Cork rigid board insulation
granulated cork insulation

Sheep wool

We are all familiar with sheep wool. Almost everybody has probably once worn a woollen sweater in the cold winter, beit from the store, or knitted by your grandmother. Although those woollen sweaters can be a bit itchy at times, they are great at keeping us warm.

Besides keeping you warm, sheep wool can also be used to insulate your house, or in our case, our campervan. Sheep wool insulation is solely made from sheep wool fibre. This makes wool a renewable insulation option and thus certainly more environmentally friendly than your standard insulation options. It is praised by many for its incredible advantages.

Although being renewable, sheep wool is not the most sustainable option on our list today. Sheep are part of the livestock industry, which causes for a wide variety of adverse effects on the environment. This includes the emission of greenhouse gases and pollution (which is one of the reasons for us to be vegetarian). Due to this, sheep wool insulation is even classified as the least sustainable insulation material by the NIBE in the Netherlands.

General:

  • Lambda value of 0.038
  • Format:  rolls and semi-rigid boards
  • Applicable on: ceiling, walls and floors

Advantages:

  • Good acoustic insulating ability
  • Regulates humidity
  • Can take up water without losing its insulating ability
  • Naturally flame retardant
  • Resistant to fungus
  • Found to purify the air
  • Safe to work with and non-itchy
  • Easy to work with

Disadvantages:

  • Least environmentally friendly option in this list
  • Needs a structure to be attached to for support
  • Needs additives to protect it against fungus and insects
  • Price

Denim (recycled cotton)

Would you have ever guessed that the blue pants you see everywhere can be turned into insulation? It’s not just the clothes that are recycled into insulation, but even all the leftover scraps created during the production of our clothing!

Clothing items are collected and shredded into a loose-fiber form. These are then bound together with bonding fibers and additives (to make it fire retardant and protect against mold and such) heated to about 100 degrees Celsius into the insulation blankets we buy in the store. Even the scraps produced in this process can be reused, making it a zero-waste production process!

As with most things, recycling is much better than growing or creating new products. This makes denim one of the most environmentally friendly options on this list; as long as we are buying clothes in such high demand anyway.

## Supplied records
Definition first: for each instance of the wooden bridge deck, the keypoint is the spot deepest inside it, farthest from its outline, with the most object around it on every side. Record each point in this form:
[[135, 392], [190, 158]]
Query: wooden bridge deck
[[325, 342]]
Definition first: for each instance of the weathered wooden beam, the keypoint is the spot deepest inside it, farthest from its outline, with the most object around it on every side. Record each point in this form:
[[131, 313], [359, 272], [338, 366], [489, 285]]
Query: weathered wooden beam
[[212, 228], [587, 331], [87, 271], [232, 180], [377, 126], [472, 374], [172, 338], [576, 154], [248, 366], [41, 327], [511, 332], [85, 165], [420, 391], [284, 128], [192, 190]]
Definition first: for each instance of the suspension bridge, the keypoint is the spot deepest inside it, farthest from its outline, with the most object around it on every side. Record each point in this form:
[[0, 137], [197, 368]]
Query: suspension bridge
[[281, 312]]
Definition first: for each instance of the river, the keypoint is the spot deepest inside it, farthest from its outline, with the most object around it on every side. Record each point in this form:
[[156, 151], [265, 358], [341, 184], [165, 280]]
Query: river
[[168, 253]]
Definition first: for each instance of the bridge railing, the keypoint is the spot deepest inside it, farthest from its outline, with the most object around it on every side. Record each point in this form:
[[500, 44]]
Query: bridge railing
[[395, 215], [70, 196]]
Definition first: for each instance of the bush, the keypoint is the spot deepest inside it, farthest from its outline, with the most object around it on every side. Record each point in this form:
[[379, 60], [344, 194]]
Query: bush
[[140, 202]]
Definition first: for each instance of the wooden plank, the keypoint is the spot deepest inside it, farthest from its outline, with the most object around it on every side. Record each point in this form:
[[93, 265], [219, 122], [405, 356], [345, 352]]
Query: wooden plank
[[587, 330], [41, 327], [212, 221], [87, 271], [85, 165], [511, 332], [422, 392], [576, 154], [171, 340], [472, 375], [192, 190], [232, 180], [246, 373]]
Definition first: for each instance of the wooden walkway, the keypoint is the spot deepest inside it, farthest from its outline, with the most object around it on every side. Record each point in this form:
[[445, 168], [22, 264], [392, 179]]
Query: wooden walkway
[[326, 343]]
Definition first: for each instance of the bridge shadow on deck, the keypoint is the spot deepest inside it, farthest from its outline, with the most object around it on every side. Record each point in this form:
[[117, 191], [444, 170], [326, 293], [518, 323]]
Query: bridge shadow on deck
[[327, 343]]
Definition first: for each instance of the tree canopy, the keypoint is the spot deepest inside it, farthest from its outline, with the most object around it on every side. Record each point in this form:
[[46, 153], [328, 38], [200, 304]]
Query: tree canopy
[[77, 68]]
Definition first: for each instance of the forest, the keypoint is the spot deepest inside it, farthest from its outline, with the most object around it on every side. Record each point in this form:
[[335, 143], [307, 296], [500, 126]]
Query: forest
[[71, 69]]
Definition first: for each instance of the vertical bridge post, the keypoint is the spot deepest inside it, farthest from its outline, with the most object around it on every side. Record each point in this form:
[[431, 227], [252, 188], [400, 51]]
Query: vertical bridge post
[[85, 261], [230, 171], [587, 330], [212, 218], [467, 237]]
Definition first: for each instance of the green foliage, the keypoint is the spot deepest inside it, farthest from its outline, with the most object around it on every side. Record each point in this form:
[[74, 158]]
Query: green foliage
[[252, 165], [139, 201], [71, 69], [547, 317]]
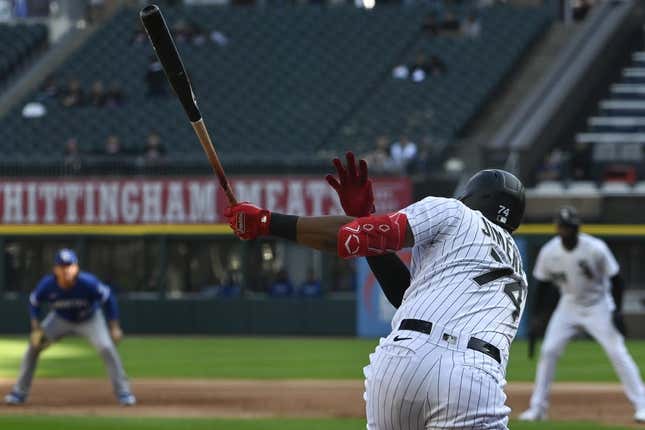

## Complete the following
1) Answer these questions about the insulation excerpt:
(a) What lambda value is listed for sheep wool insulation?
(b) Which organization classifies sheep wool insulation as the least sustainable insulation material, and in what country?
(c) To about what temperature are the bound denim fibers heated?
2) Echo word for word the part of the insulation excerpt that opens with the words containing "Although being renewable, sheep" and closes with "in the Netherlands.".

## Solved tasks
1)
(a) 0.038
(b) The NIBE, in the Netherlands
(c) About 100 degrees Celsius

2)
Although being renewable, sheep wool is not the most sustainable option on our list today. Sheep are part of the livestock industry, which causes for a wide variety of adverse effects on the environment. This includes the emission of greenhouse gases and pollution (which is one of the reasons for us to be vegetarian). Due to this, sheep wool insulation is even classified as the least sustainable insulation material by the NIBE in the Netherlands.